# How to complete this task
Resume the passage about the origin of the term "stone age," picking up right after its final sentence.

The term, "stone age" is deeply imbedded in our language. Yet, it only illustrates how thoroughly the evolution world view permeates our thinking. The term evolves from the idea that there was a time in man's history when he was so primitive that stone tools were all he knew how to manufacture.
The current Creation magazine, published by Answers In Genesis, discusses the history of the term and the view that there were three stages in the evolution of man's advancement: the stone age, the bronze age and the iron age. It seems that the "three-age system" was invented by a coin collector, Christian Thompson, who was appointed as the first head of the Danish National Museum.
The museum contained piles of "prehistoric" tools, weapons, and other artifacts. Thompson's job was to bring some order out of the chaos. So, he decided to classify every thing by its material. He presumed that, if man evolved, his first tools and weapons would have been rocks that he picked up.

(Dataset items)

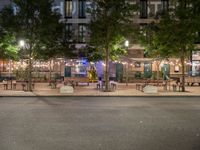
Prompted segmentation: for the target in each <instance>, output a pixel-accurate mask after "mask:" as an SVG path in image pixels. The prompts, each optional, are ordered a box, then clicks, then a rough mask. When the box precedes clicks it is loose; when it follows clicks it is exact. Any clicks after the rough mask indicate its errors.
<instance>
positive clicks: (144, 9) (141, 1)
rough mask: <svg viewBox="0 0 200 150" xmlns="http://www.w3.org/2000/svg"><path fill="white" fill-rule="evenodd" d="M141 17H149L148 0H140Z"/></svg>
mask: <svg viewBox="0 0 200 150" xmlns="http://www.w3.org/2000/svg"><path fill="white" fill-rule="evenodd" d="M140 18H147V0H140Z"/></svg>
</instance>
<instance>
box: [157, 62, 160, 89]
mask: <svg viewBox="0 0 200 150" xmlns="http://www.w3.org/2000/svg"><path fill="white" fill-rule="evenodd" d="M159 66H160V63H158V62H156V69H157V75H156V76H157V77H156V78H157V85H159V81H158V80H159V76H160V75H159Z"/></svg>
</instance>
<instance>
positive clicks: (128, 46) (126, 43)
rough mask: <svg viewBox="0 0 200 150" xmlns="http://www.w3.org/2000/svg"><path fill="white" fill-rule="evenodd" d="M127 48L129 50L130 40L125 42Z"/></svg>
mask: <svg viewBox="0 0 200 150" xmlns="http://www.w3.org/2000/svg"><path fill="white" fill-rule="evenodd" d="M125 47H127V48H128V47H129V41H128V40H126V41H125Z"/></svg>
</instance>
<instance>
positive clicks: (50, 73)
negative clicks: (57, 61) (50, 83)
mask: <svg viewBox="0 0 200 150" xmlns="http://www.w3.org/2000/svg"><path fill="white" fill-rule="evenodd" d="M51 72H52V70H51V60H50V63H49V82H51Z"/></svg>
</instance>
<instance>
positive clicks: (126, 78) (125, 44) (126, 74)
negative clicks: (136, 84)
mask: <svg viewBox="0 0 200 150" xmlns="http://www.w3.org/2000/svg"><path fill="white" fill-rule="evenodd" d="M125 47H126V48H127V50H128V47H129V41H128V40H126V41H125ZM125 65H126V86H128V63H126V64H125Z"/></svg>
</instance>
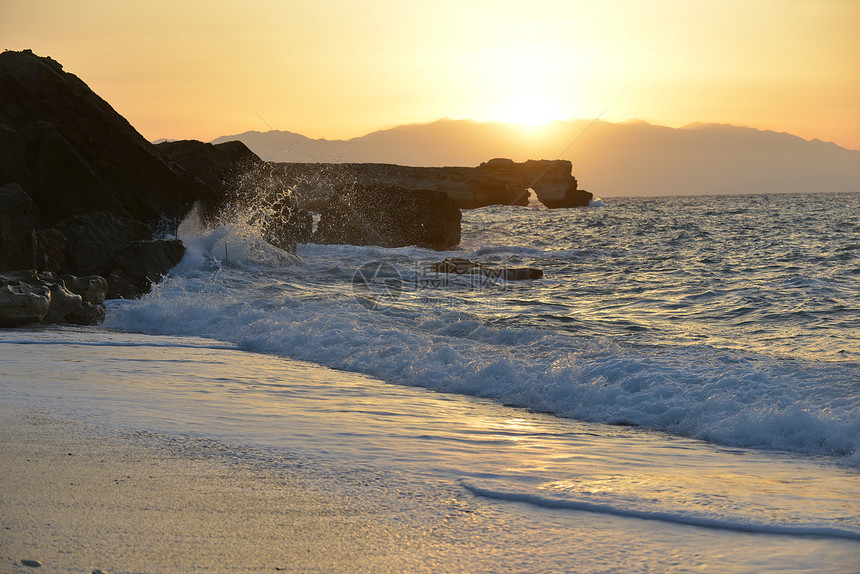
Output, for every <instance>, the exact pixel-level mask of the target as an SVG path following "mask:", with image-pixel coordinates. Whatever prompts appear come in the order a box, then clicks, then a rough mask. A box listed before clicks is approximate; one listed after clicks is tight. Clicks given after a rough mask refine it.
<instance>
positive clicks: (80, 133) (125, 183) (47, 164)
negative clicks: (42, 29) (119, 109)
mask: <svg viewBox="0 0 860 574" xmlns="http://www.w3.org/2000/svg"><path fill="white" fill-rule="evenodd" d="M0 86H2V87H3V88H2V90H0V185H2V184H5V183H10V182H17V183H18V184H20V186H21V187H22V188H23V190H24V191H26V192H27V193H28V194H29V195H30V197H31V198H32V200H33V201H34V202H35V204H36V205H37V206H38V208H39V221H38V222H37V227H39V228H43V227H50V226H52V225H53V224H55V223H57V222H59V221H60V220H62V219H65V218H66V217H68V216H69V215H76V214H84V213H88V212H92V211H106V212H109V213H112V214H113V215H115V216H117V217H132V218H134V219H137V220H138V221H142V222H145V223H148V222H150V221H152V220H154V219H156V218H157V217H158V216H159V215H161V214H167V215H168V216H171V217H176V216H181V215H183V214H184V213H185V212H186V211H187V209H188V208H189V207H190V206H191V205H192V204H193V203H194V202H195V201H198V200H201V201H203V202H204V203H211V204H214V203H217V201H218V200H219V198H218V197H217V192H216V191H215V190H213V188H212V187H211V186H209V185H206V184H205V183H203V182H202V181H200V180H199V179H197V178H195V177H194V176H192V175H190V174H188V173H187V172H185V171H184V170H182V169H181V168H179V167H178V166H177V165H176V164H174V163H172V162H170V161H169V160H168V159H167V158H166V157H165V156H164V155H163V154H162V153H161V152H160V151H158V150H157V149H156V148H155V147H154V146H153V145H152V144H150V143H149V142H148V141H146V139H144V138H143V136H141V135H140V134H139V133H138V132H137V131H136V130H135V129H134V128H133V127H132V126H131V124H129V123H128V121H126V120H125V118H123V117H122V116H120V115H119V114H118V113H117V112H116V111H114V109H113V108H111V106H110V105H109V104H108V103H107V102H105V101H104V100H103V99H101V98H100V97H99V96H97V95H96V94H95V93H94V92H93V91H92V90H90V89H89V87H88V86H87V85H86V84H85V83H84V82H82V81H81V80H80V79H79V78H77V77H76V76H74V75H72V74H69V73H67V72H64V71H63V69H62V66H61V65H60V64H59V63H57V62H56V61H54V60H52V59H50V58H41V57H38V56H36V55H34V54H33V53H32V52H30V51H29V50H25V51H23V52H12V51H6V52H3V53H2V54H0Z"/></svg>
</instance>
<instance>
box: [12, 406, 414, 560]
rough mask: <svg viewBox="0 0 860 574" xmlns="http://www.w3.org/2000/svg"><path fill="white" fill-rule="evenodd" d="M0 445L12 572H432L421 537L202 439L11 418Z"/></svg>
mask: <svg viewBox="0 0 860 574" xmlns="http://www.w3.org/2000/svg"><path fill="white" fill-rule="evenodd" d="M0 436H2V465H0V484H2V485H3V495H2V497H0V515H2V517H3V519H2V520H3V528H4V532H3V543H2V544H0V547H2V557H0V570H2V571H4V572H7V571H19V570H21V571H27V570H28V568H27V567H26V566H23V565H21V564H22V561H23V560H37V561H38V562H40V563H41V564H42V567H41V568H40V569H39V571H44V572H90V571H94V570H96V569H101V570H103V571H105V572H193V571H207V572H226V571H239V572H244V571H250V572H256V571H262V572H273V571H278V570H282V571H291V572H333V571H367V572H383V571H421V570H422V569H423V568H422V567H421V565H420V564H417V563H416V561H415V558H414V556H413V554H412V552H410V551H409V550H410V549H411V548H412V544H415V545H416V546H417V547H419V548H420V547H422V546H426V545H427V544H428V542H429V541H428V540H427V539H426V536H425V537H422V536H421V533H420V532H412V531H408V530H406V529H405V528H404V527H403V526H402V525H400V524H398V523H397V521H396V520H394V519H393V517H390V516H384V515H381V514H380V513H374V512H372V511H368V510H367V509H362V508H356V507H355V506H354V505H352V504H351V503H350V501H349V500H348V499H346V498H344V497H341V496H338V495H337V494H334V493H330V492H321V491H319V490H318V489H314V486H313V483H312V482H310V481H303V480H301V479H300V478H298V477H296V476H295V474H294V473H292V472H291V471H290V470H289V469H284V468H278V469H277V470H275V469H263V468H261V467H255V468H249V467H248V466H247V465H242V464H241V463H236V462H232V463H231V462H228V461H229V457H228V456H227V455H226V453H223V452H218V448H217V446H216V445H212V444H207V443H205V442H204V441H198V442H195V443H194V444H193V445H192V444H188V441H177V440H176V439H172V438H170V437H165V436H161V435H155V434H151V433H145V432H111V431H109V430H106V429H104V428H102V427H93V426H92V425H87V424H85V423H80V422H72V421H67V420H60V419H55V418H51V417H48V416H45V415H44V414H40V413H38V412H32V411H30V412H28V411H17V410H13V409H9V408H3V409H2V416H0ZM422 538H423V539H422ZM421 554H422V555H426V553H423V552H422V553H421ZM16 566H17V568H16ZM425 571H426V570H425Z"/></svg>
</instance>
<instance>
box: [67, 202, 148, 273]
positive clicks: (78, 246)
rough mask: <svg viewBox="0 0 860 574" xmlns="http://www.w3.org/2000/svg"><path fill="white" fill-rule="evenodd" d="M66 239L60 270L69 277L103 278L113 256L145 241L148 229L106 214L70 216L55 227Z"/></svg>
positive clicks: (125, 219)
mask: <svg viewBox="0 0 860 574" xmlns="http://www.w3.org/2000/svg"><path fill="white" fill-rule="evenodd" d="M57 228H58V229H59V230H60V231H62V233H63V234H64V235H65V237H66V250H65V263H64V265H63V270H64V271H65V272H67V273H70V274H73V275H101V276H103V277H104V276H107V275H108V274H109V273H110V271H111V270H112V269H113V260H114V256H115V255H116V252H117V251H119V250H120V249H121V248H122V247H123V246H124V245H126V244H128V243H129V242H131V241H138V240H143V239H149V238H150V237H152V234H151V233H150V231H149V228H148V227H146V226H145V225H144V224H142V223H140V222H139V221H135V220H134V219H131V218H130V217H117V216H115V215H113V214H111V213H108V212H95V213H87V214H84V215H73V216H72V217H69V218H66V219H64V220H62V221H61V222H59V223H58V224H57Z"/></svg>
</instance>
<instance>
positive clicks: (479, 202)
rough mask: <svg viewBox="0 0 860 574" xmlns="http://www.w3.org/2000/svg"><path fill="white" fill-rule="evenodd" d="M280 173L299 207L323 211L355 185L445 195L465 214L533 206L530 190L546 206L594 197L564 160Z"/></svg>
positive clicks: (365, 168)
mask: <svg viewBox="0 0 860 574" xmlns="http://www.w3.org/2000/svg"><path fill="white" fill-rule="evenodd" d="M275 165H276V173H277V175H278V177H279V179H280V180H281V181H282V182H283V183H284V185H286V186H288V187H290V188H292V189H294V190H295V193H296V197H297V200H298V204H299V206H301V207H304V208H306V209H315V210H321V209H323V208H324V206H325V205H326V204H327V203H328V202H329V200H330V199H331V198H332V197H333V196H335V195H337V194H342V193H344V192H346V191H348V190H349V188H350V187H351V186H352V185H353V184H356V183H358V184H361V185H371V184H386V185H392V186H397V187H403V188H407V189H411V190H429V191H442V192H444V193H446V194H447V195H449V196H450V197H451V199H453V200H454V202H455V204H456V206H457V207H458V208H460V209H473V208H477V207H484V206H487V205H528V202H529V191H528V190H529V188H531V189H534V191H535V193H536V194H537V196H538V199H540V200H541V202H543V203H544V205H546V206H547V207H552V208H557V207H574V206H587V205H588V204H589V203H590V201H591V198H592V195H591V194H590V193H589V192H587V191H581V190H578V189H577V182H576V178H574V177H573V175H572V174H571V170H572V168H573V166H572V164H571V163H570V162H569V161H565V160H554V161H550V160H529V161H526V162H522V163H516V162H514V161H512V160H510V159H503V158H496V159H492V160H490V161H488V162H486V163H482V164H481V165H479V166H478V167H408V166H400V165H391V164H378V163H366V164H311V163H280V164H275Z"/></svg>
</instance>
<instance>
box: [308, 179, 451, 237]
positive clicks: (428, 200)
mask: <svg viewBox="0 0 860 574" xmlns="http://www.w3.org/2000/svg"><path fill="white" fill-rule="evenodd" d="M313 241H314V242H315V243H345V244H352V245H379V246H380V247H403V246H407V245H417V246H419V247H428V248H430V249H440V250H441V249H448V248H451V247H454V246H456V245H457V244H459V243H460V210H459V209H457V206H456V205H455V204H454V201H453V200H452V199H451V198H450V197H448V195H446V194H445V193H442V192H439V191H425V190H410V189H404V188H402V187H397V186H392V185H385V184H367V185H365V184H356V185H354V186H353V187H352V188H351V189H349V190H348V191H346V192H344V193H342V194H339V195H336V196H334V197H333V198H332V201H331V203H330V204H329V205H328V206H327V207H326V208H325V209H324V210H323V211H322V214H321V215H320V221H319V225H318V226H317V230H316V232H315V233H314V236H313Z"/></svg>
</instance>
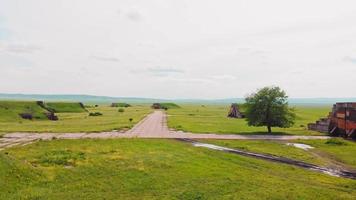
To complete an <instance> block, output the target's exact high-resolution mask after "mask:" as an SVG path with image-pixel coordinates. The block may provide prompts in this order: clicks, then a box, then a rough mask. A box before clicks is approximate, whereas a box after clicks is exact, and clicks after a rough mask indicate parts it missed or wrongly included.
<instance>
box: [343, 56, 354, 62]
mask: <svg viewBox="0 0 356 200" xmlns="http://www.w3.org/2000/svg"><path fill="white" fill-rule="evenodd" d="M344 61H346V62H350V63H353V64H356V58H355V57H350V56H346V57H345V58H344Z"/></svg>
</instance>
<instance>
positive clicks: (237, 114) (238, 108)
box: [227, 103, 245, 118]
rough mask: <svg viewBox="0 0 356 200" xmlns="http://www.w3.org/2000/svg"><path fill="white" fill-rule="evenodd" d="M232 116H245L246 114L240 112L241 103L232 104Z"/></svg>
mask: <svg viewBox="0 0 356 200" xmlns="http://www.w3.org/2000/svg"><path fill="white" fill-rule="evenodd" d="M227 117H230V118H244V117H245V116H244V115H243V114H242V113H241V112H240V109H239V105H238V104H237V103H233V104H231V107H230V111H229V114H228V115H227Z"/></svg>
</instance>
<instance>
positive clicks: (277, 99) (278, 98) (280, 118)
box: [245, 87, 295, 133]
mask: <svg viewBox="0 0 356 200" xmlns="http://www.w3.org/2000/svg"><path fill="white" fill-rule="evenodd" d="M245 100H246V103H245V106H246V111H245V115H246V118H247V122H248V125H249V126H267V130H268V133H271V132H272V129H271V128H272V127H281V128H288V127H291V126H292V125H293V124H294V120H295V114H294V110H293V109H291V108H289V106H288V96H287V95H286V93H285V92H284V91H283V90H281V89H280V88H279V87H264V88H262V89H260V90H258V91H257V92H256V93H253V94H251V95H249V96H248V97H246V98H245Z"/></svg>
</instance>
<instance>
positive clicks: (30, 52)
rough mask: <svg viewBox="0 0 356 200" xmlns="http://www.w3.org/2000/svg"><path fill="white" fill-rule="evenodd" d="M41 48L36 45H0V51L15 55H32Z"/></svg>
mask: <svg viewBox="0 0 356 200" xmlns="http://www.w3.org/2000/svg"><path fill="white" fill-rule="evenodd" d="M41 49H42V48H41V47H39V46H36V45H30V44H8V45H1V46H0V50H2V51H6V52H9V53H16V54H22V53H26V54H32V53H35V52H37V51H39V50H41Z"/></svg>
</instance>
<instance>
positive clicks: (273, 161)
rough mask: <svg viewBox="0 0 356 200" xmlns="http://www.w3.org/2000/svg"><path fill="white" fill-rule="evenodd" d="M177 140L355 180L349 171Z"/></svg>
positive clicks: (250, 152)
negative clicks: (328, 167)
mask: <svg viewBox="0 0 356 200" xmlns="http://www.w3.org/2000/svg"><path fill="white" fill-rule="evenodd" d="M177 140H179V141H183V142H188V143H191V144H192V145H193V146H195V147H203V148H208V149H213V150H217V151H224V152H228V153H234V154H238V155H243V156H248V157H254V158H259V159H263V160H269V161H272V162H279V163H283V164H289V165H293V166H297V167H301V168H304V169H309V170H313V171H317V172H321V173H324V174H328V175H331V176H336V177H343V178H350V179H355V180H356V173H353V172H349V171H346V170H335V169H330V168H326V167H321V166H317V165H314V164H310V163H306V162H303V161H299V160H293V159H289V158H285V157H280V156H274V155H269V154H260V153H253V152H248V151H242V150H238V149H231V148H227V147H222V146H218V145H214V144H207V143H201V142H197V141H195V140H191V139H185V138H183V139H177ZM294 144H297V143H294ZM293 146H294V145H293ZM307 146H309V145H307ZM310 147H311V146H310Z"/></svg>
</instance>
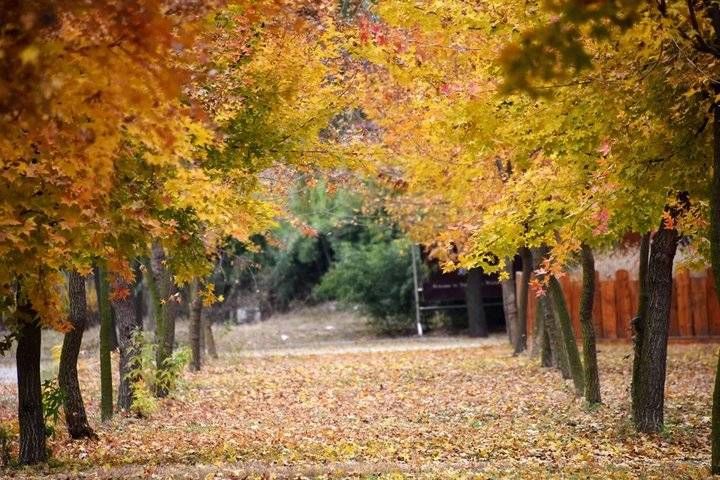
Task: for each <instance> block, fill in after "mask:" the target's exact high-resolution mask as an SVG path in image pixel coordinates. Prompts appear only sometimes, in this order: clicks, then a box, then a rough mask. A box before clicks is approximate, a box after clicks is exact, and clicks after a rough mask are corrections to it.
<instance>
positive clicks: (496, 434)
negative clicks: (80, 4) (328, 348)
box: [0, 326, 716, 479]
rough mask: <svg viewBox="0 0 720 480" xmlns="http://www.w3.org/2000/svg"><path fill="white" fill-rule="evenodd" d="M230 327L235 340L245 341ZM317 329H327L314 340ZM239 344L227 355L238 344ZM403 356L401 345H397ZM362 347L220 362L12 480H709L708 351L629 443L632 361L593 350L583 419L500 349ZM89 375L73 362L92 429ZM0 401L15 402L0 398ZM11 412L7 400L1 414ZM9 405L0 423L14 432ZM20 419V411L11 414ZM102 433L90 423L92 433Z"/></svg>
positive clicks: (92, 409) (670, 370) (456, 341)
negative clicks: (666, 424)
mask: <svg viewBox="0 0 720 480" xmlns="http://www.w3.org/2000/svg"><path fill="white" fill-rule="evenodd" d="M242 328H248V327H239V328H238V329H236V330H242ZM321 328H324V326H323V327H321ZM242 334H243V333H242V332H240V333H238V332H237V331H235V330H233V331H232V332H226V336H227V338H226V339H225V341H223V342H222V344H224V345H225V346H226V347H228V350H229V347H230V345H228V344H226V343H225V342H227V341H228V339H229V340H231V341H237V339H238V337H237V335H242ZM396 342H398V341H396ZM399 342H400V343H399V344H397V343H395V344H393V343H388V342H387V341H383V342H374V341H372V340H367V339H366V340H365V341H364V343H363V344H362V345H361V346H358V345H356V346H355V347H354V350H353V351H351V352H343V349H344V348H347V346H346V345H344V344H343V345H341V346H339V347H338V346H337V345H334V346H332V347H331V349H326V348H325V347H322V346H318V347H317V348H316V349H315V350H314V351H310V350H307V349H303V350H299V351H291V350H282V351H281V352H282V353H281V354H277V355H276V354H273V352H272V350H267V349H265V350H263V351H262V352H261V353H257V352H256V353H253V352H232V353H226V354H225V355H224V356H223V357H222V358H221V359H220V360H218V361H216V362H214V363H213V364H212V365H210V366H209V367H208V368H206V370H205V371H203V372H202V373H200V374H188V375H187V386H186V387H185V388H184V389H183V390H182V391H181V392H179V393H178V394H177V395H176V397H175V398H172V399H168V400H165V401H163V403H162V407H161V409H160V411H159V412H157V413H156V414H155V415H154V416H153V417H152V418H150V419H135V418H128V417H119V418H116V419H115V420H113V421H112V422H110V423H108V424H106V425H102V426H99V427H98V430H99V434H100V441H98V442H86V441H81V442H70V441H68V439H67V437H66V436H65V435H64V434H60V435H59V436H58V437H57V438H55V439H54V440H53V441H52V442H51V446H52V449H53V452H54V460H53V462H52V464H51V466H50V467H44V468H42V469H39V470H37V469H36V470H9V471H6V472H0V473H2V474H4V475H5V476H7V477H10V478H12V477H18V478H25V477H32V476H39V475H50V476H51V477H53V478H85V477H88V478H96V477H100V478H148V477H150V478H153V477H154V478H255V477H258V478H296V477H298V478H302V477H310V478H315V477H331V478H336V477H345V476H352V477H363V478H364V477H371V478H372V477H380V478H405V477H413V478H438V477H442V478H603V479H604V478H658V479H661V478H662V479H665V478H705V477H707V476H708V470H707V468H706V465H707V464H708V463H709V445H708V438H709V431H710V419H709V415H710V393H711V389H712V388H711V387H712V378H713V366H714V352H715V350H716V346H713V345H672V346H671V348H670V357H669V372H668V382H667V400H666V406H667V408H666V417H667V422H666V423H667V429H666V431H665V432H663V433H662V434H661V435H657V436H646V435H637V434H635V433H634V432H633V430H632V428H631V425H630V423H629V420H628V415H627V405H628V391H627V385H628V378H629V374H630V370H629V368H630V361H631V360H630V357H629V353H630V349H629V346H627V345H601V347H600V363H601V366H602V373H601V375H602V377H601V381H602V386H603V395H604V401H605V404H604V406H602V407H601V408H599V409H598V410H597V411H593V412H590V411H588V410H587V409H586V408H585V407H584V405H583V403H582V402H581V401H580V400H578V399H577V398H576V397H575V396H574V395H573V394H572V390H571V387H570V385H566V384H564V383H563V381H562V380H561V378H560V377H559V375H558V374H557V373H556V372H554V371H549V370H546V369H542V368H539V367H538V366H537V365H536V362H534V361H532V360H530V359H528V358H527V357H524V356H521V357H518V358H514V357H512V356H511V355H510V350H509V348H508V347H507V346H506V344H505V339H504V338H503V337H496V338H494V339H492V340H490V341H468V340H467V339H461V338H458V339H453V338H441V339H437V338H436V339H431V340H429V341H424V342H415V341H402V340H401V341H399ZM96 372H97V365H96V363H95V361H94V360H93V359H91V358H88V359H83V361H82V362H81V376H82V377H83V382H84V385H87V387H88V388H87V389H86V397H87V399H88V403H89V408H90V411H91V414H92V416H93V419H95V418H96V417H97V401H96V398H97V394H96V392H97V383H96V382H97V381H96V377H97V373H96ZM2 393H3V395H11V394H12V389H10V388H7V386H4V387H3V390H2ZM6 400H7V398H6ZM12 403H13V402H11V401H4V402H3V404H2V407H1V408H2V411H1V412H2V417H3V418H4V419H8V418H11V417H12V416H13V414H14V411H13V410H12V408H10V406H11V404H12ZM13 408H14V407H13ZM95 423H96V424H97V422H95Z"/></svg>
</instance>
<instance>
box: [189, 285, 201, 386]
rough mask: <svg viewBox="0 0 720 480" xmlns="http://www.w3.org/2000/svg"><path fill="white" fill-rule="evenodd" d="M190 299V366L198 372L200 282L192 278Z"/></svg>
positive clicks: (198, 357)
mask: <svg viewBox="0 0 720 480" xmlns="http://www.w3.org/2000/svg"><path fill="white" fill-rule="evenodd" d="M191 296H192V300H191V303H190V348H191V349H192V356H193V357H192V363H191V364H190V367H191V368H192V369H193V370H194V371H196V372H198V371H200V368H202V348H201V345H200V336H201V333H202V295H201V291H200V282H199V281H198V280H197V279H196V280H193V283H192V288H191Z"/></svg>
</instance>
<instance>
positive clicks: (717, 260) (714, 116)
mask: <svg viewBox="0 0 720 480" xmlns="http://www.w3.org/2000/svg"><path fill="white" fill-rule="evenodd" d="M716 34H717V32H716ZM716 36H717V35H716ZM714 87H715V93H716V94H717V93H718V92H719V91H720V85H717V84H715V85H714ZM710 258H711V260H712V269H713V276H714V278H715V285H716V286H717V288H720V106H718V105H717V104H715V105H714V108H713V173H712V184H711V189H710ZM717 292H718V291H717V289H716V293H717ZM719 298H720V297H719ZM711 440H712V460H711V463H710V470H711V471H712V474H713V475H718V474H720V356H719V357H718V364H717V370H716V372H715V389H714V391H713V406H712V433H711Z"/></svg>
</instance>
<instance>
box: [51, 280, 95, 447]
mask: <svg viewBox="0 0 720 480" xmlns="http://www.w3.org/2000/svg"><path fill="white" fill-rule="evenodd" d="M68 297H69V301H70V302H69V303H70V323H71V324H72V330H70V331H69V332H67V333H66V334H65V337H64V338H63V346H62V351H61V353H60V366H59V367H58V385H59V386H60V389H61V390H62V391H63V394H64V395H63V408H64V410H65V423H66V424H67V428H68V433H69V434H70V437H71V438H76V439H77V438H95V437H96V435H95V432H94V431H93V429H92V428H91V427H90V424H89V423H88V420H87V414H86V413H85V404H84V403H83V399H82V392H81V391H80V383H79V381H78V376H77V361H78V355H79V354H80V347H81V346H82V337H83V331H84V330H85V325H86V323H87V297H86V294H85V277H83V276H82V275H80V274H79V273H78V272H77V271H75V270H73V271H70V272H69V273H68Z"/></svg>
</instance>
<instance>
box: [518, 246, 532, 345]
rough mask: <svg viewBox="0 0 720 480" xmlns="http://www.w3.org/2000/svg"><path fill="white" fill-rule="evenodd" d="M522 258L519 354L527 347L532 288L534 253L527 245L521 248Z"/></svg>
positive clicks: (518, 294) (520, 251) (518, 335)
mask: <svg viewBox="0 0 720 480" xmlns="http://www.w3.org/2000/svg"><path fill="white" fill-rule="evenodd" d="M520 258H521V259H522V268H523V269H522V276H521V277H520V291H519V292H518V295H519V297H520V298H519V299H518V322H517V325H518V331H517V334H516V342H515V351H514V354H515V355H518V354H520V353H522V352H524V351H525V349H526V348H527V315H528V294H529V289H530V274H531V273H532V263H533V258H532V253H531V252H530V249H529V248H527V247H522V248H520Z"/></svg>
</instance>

# Exercise response
Since bronze, or brass, was easier to work, he assumed that its invention would have been next, followed by crude iron implements. Archeologists admit, however, that all three types of tools are found together in archeological digs. The concept so neatly fit the larger erroneous assumption of evolution, that the "stone age man" dressed in skins and carrying a big club, is a popular image in our children's serious history books.
Again we only need to turn to the Bible for perspective. In Genesis 4:22, Tubalcain was "an instructor of every artificer in brass and iron." This was before the flood.
Thus we see that the "ages" of man is just another popular idea with no basis in fact. One by one, the "proofs" of evolution are disappearing. Author Thomas Heinze has written a book on The Vanishing Proofs of Evolution. In it he details the myths supporting the evolution world view and shows how none rely on reasoned fact. All the facts point to a Designer whom we know as Jesus Christ.